> _EXERCISE INSTRUCTIONS_
Exactly as written, give again the line with "Annotation task: tag one point per instance of the scaly" and all subsequent lines through the end of the records.

> _MATERIAL SHOWN_
************

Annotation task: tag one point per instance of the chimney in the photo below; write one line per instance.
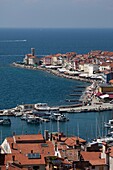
(55, 146)
(107, 158)
(13, 158)
(51, 137)
(33, 51)
(31, 151)
(12, 146)
(59, 137)
(46, 135)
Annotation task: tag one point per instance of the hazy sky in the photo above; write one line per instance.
(56, 13)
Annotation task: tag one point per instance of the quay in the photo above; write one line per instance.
(75, 108)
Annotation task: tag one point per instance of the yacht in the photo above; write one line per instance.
(5, 122)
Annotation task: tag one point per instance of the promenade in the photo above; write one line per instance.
(94, 106)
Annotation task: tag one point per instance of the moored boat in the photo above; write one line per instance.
(5, 122)
(58, 117)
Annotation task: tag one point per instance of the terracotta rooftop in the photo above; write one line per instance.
(23, 159)
(29, 138)
(93, 158)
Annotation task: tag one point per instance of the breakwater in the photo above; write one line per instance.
(52, 71)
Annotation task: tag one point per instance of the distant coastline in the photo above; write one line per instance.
(51, 71)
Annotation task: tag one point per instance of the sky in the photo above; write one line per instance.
(56, 13)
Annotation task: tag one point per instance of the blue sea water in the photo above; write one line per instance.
(21, 86)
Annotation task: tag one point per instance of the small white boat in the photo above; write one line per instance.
(42, 107)
(5, 122)
(1, 121)
(24, 117)
(33, 121)
(17, 114)
(109, 124)
(58, 117)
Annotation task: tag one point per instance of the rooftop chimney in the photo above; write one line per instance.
(33, 51)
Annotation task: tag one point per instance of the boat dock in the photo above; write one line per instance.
(75, 108)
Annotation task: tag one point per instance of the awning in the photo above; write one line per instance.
(104, 96)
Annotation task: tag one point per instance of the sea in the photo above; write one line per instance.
(23, 86)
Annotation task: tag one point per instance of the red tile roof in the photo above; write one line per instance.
(93, 158)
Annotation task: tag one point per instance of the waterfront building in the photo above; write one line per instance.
(31, 59)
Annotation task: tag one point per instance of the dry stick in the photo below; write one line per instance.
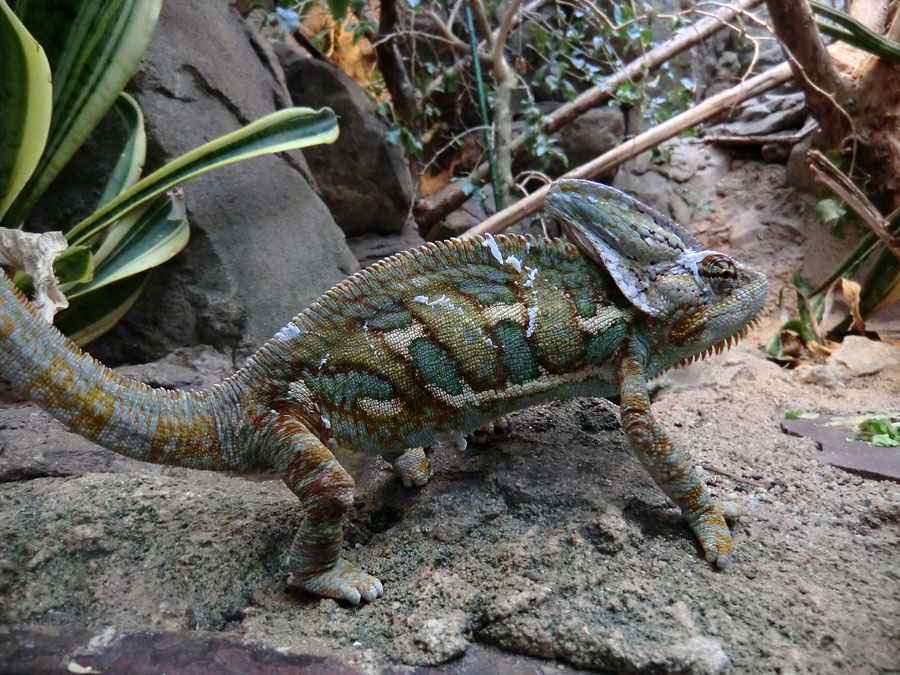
(640, 143)
(836, 181)
(432, 209)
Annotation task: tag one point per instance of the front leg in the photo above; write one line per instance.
(325, 491)
(671, 468)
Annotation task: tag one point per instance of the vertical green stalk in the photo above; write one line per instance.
(482, 106)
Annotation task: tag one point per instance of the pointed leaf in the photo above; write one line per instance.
(147, 237)
(283, 130)
(131, 162)
(25, 95)
(94, 47)
(91, 315)
(74, 265)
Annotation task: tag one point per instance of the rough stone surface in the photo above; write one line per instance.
(550, 542)
(860, 356)
(364, 179)
(369, 248)
(256, 225)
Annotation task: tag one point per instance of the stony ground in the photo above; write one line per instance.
(550, 541)
(545, 550)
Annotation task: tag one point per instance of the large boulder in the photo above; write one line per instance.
(263, 244)
(364, 179)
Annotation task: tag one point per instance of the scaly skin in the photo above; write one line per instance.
(430, 343)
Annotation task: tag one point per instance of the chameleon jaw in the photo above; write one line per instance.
(719, 347)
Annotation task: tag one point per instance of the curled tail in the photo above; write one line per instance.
(193, 429)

************

> _EXERCISE RESULT_
Annotation task: tag one point per instance of the scaly skin in the photo above; write one line per instance.
(430, 343)
Annotation task: tag one point per instance of the chameleon jaw in the photo above; write one line per instance.
(719, 347)
Annotation task: tag one point per instance of the curled tail in the photo above; write one line per instance.
(193, 429)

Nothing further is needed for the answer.